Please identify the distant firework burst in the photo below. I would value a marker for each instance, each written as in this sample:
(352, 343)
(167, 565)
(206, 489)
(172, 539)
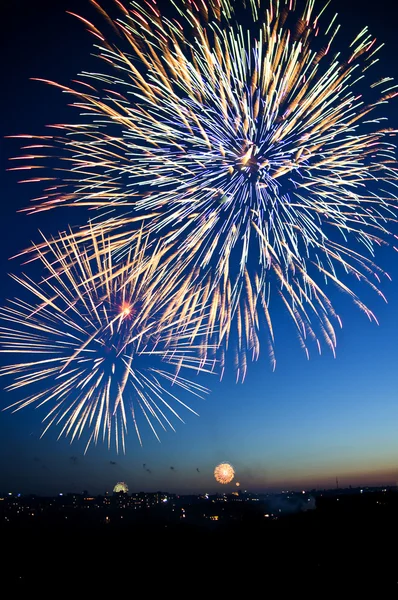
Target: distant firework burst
(103, 344)
(257, 150)
(224, 473)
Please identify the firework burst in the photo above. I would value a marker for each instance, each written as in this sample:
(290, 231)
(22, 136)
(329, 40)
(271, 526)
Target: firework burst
(224, 473)
(250, 150)
(102, 342)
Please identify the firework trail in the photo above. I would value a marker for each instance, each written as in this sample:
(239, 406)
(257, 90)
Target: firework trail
(256, 153)
(102, 343)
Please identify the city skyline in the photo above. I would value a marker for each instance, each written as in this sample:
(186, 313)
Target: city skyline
(301, 426)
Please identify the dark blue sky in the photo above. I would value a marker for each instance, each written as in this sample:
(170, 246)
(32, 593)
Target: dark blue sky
(302, 425)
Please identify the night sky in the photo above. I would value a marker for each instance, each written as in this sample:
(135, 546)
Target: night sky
(301, 426)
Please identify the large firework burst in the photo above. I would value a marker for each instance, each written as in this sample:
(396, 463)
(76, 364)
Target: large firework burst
(249, 148)
(100, 340)
(224, 473)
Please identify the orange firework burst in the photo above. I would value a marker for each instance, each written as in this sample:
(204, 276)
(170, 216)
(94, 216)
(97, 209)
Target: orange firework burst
(224, 473)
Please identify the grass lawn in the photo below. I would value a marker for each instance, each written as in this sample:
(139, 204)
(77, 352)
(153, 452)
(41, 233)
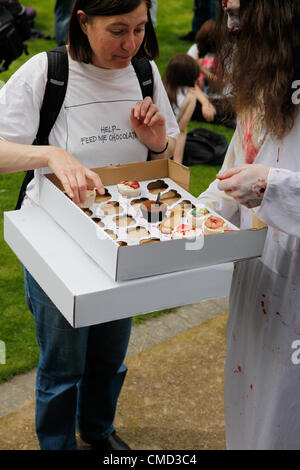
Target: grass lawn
(16, 323)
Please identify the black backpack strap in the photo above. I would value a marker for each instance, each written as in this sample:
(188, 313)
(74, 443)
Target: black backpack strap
(57, 81)
(144, 74)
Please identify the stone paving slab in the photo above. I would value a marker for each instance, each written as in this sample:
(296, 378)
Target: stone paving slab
(18, 391)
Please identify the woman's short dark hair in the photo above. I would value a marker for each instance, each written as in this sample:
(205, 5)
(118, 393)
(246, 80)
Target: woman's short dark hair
(79, 46)
(182, 71)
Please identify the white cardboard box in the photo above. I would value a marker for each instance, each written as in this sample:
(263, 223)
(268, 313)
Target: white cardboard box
(132, 262)
(83, 292)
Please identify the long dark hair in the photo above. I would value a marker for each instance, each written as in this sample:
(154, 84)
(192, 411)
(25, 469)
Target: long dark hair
(79, 46)
(205, 38)
(182, 71)
(261, 61)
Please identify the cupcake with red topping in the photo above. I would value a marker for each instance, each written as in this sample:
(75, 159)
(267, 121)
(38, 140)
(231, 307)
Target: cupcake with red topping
(214, 224)
(183, 231)
(153, 211)
(129, 189)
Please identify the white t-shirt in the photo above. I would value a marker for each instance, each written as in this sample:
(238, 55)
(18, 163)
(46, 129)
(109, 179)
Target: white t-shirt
(94, 122)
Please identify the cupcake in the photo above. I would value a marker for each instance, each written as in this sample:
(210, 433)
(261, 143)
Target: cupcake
(129, 189)
(153, 212)
(197, 216)
(214, 224)
(183, 231)
(90, 198)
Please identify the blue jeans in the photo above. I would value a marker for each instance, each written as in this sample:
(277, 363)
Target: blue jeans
(80, 373)
(62, 12)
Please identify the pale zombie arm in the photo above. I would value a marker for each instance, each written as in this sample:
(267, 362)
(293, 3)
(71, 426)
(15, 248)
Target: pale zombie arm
(215, 199)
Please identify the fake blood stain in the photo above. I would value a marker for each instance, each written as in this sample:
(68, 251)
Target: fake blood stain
(238, 370)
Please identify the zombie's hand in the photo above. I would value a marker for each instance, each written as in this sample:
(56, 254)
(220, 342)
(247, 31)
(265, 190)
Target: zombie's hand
(246, 183)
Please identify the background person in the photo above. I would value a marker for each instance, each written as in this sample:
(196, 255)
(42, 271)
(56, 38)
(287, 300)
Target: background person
(62, 12)
(81, 371)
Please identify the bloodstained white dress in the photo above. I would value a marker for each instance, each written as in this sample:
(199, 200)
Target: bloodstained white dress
(262, 374)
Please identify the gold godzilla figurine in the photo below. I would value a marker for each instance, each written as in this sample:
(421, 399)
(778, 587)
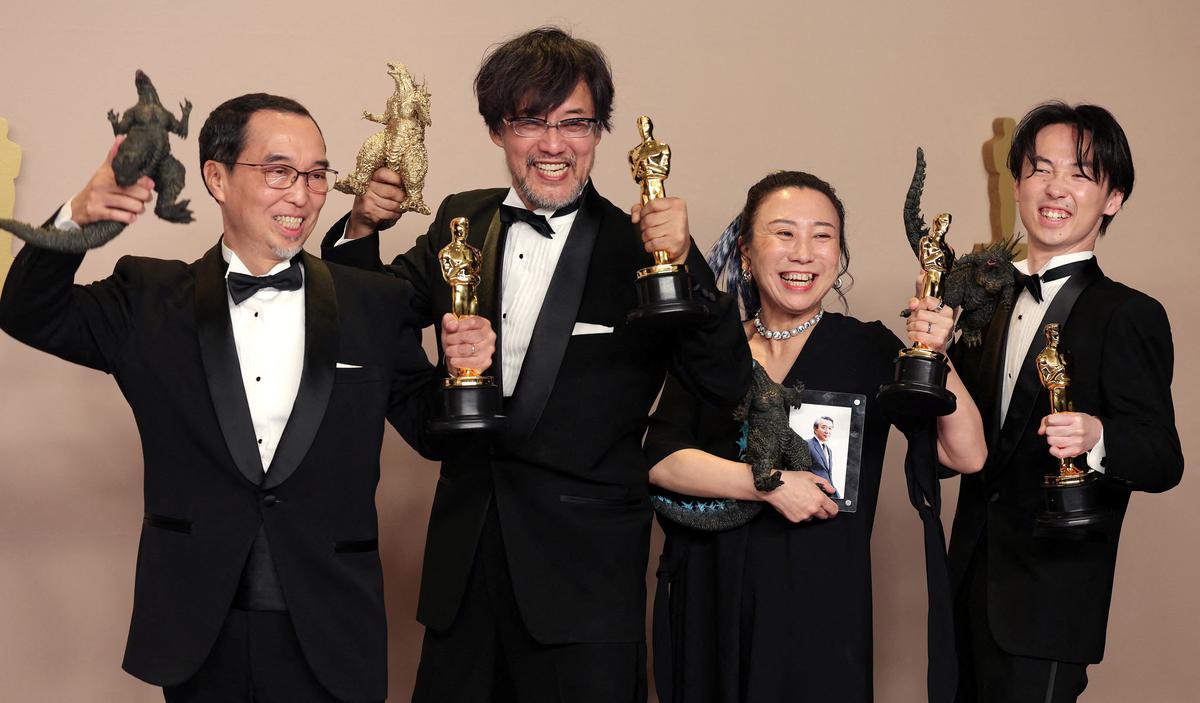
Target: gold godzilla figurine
(400, 145)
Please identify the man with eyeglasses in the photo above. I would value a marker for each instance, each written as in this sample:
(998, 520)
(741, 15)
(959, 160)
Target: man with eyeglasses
(261, 379)
(534, 578)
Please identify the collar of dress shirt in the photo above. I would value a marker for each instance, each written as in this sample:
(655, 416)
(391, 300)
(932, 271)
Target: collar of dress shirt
(1055, 262)
(237, 266)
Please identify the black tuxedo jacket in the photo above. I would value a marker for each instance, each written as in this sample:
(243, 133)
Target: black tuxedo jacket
(568, 474)
(162, 329)
(1048, 596)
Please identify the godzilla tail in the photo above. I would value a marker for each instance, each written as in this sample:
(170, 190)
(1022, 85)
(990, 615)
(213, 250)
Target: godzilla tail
(58, 240)
(913, 222)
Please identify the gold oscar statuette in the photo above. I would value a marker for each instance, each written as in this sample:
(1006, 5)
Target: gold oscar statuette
(921, 372)
(664, 290)
(1071, 493)
(471, 401)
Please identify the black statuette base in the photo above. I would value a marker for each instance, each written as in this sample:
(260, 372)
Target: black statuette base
(918, 389)
(469, 408)
(666, 298)
(1067, 506)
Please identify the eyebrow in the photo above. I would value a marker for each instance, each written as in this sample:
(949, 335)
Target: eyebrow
(279, 157)
(792, 222)
(1075, 164)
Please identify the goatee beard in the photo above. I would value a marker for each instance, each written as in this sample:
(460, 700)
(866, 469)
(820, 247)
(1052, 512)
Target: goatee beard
(286, 253)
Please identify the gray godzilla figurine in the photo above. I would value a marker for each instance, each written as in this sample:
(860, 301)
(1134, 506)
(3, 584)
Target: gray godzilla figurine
(978, 282)
(771, 446)
(145, 151)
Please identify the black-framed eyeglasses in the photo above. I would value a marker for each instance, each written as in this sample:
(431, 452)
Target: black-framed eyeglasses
(570, 127)
(281, 176)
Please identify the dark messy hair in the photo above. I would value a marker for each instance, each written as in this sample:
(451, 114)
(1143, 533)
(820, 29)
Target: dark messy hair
(223, 134)
(725, 257)
(537, 71)
(1101, 144)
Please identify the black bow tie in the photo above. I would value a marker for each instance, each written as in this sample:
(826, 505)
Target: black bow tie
(1033, 283)
(538, 222)
(241, 286)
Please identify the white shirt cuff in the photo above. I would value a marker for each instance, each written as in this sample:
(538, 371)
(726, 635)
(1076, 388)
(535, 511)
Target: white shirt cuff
(64, 220)
(1096, 456)
(343, 240)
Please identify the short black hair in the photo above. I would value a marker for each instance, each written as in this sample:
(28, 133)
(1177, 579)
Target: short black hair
(223, 134)
(1099, 143)
(537, 71)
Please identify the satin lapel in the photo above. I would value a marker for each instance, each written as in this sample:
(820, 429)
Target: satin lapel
(490, 288)
(321, 344)
(1029, 389)
(214, 330)
(556, 320)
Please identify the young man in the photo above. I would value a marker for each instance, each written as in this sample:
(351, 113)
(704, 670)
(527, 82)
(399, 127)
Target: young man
(534, 580)
(259, 378)
(1032, 607)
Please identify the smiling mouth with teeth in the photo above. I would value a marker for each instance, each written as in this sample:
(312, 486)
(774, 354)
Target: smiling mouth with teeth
(288, 221)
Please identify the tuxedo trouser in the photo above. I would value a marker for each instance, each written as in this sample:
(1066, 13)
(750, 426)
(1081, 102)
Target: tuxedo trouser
(988, 673)
(256, 659)
(489, 656)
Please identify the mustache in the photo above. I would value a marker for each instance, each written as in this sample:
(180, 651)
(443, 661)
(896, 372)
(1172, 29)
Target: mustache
(568, 158)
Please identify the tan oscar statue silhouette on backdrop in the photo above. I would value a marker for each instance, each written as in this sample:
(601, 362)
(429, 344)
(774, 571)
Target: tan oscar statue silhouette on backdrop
(10, 167)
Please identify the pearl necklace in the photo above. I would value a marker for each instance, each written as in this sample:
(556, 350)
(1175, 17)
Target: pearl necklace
(784, 334)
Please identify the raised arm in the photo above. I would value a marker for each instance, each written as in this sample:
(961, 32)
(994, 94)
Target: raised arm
(42, 307)
(961, 444)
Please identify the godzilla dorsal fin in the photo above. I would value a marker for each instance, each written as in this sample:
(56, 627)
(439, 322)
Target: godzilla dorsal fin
(913, 222)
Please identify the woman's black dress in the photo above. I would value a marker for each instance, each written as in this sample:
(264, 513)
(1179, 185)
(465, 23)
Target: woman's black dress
(773, 611)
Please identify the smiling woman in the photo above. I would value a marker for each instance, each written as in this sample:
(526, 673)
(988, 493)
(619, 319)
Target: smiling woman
(784, 254)
(265, 224)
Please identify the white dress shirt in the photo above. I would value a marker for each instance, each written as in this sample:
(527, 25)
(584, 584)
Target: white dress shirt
(268, 330)
(1026, 324)
(529, 263)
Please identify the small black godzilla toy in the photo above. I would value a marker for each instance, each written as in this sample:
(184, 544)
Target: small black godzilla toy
(145, 151)
(979, 282)
(771, 444)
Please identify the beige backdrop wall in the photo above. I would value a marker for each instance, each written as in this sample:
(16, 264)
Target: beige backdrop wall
(841, 89)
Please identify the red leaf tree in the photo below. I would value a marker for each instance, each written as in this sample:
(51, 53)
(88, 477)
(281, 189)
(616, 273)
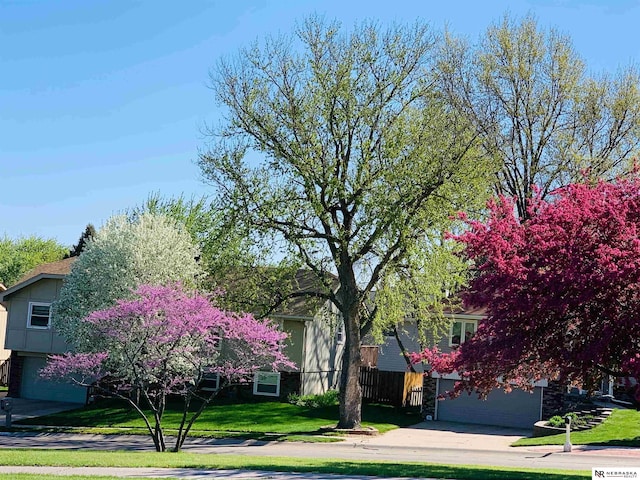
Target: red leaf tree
_____
Copy out the entries exactly, from the line with "Please identify the gold oscar" to the line with "(1075, 164)", including both.

Solution to the exercise
Please identify the gold oscar statuette in the photo above. I would value a marker for each instance, each written as in this sample:
(1006, 5)
Target: gold oscar statuette
(921, 372)
(664, 290)
(1071, 493)
(471, 401)
Please identify the black statuette base in the photo above. I would value a marker for each instance, each written as in this sample:
(260, 372)
Target: black statuette base
(918, 389)
(469, 408)
(666, 298)
(1067, 506)
Please identify the eyebrow in the photo above. I would value a marker for each instance, each written as in this sample:
(949, 335)
Target: eyebrow
(279, 157)
(792, 222)
(1075, 164)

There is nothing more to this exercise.